### Set task:
Please rewrite all of the material below, replacing every "instance" with "occurrence" and leaving everything else unchanged.

### Excerpted data:
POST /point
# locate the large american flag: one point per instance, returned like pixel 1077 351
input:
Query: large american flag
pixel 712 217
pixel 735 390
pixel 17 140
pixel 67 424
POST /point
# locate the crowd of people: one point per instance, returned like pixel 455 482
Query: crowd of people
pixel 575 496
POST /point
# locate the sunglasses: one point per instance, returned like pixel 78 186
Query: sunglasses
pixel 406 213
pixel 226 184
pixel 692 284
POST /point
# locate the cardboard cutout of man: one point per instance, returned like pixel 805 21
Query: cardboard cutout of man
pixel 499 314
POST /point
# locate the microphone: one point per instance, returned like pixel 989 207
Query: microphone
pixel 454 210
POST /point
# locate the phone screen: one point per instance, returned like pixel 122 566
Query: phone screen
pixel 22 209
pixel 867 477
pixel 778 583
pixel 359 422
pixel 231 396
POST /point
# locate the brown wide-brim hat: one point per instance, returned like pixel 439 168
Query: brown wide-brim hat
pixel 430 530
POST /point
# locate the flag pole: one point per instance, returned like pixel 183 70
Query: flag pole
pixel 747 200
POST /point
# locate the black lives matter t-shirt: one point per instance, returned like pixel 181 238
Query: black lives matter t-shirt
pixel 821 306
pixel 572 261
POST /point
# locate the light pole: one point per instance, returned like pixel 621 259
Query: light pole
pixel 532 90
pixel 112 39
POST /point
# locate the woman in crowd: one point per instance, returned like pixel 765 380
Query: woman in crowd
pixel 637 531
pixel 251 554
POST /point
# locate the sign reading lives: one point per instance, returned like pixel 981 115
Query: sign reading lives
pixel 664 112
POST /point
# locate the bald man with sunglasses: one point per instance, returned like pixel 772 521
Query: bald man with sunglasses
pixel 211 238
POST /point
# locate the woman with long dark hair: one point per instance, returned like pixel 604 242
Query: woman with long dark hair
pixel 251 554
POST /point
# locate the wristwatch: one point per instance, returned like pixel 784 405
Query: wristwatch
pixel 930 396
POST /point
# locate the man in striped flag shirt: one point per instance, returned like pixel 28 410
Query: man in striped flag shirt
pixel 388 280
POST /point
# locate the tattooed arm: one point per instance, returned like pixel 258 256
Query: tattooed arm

### Solved exercise:
POST /point
# locate the large american flag: one point per occurrence, returned like pixel 1077 351
input:
Query: large american flag
pixel 712 217
pixel 735 390
pixel 17 140
pixel 67 424
POST /point
# locate the crowd of people: one point per occurrence, returned like pixel 455 482
Query: crowd of people
pixel 575 496
POST /point
# locate the sunglasses: one point per occurrence, returned like pixel 78 186
Query: sunglasses
pixel 406 213
pixel 226 184
pixel 692 284
POST /point
# locate the cardboard cutout of man: one point per occurrence, returned like pixel 805 21
Query: cardboard cutout of man
pixel 499 314
POST /point
# locate the microphone: one point per occurrence, returned like pixel 989 207
Query: microphone
pixel 454 210
POST /point
# locate the phone screen: one point per occurrence, returned like pixel 122 566
Query: phone screen
pixel 22 209
pixel 867 477
pixel 778 583
pixel 359 422
pixel 231 396
POST /point
# locate the brown wide-brim hat: one point per occurrence, returned like pixel 439 168
Query: brown wide-brim hat
pixel 430 530
POST /point
# locate the flag pole: one point per occurrence, returned like pixel 183 70
Query: flag pole
pixel 747 200
POST /point
# locate the black lives matter t-shirt: one point per occurrence, returned like pixel 181 238
Query: black lives matter t-shirt
pixel 821 306
pixel 572 261
POST /point
# locate the light pole: one point per occurrence, returned like pixel 621 259
Query: light pole
pixel 532 90
pixel 112 39
POST /point
# locate the woman in crowd: one point per occurrence, returned like pixel 765 380
Query: woman in crowd
pixel 637 531
pixel 251 554
POST /point
# locate the sign reading lives: one point per occurrence, returned like pixel 981 115
Query: sign reading lives
pixel 664 112
POST /point
# locate the bald man with sunglasses: one point per occurrence, returned like pixel 772 521
Query: bald man with sunglasses
pixel 211 238
POST /point
# locate the woman with long dark hair: one point per occurrence, returned like pixel 604 242
Query: woman with long dark hair
pixel 251 554
POST /point
# locate the wristwatch: one point per occurrence, returned like pixel 784 405
Query: wristwatch
pixel 930 396
POST /point
# locate the man in striped flag shirt: one point per occurrence, returned like pixel 28 410
Query: man in striped flag shirt
pixel 388 280
POST /point
# locate the tattooed arm: one point per occurrence, returned like pixel 258 256
Query: tattooed arm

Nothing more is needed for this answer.